• SOURCE:
[Start]

2. A tenant in common may sue separately in ejectment, and if the defendant shows no title, he is entitled to recover possession of the entire estate, in subordination however, to the rights of his co-tenants.

3. The case of Neher v. Armijo, 9 N.M. 325, 54 P. 236, is reversed so far as it holds that if a tenant in common sues alone in ejectment, he can recover only his own interest in the estate.

4. In the case at bar the paper relied on is not a deed, but is an executory contract, for the giving of a deed to the Galisteo Ranch, by Manuel A. Otero, to Jesus M. Sena y Baca, upon the approval of the Bartolome Baca Grant.

5. The instrument in writing under which Jesus M. Sena y Baca took possession of the Galisteo Ranch, being an executory contract, the statute of limitations, under which title by adverse possession might be gained would not begin to run until Sena y Baca, or those claiming under him, distinctly and unequivocally repudiated the title of Manuel A. Otero, to the Galisteo Ranch.

COUNSEL

A. B. Renehan, for Appellants.

The statute of limitations began to run on date of the adjudication and approval of the Bartolome Baca grant, the contingency fixed by the parties if the Galisteo ranch was "sold and conveyed" on condition. Mahoning County v. Young, 16 U.S. App. 265; 6 Enc. of Law 502, note 9.

When the statute of limitations has once begun to run, nothing will toll it, and one disability cannot be tacked to another. McDonald v. Hovey et al, 110 U.S. 619; Bauserman v. Blunt, 147 U.S. 657; Stanley v. Schwalby, 162 U.S. 273; Davis v. Coblens, 174 U.S. 725 and cases cited; 13 Rose's Notes 624, "Accumulative Disabilities;" 19 Enc. of Law, 2 ed., 224-226.

There was a mutual obligation between the parties to the contract to surrender the property conveyed by one to the other, and this surrender is essential to the maintenance of ejectment. Adams v. Copper Co., 7 Fed. 637; 4 Enc. P. & P. 636, note 4.

[End]

• PROBLEM REQUIREMENTS: In the case excerpt, rewrite the paragraph beginning "The instrument in writing under which" more briefly, keeping its main facts. The items that follow have no connection to the case excerpt above.

• ENTRIES SUPPLIED:
[Start]

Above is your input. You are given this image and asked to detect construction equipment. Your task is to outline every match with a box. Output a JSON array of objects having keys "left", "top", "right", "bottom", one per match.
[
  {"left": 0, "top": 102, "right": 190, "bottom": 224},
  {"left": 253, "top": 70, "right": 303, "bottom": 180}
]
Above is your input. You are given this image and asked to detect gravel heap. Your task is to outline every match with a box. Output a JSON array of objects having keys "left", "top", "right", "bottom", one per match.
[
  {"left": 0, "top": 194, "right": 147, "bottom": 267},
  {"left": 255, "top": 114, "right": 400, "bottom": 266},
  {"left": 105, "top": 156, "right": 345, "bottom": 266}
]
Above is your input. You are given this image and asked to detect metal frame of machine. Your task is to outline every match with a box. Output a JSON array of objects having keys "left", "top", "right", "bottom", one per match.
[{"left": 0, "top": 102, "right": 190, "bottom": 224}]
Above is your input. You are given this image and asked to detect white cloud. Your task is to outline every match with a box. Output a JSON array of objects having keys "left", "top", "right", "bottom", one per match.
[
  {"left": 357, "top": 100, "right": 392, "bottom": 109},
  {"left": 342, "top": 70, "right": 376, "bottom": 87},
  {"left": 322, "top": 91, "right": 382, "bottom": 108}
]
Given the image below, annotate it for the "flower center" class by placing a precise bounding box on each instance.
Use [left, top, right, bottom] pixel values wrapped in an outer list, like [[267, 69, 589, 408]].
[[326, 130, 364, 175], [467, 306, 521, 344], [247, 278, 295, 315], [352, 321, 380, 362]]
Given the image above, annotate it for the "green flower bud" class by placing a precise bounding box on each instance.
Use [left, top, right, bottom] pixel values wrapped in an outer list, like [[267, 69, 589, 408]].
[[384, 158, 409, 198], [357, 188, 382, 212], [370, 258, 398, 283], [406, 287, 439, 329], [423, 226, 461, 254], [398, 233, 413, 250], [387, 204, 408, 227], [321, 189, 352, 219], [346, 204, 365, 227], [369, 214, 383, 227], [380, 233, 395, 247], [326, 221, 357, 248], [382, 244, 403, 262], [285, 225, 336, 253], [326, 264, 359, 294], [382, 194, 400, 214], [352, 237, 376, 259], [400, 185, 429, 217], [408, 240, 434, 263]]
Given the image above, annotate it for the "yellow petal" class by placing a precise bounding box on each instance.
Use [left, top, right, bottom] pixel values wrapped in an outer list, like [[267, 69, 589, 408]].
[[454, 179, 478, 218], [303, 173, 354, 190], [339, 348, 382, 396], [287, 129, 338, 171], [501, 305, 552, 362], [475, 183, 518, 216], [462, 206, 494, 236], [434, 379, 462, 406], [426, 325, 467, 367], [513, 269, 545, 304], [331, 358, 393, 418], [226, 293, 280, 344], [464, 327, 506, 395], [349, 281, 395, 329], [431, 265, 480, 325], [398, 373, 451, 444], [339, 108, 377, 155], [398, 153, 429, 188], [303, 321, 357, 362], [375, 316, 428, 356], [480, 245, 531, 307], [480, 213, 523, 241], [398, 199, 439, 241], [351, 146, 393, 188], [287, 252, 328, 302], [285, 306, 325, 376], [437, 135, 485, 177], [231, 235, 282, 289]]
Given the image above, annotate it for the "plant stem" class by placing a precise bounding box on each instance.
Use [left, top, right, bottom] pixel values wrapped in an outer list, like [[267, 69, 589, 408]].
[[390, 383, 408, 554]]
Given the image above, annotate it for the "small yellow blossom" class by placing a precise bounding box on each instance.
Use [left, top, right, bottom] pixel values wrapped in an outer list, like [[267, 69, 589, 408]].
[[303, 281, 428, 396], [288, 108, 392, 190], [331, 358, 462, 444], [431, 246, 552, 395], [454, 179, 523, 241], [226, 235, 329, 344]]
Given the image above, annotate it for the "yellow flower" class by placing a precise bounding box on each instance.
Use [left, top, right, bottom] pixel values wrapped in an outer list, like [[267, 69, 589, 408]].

[End]

• CORRECT OUTPUT: Because Jesus M. Sena y Baca took possession of the Galisteo Ranch under an executory contract, the statute of limitations for gaining title by adverse possession would not start running until he, or those claiming under him, clearly and unequivocally repudiated Manuel A. Otero's title to the ranch.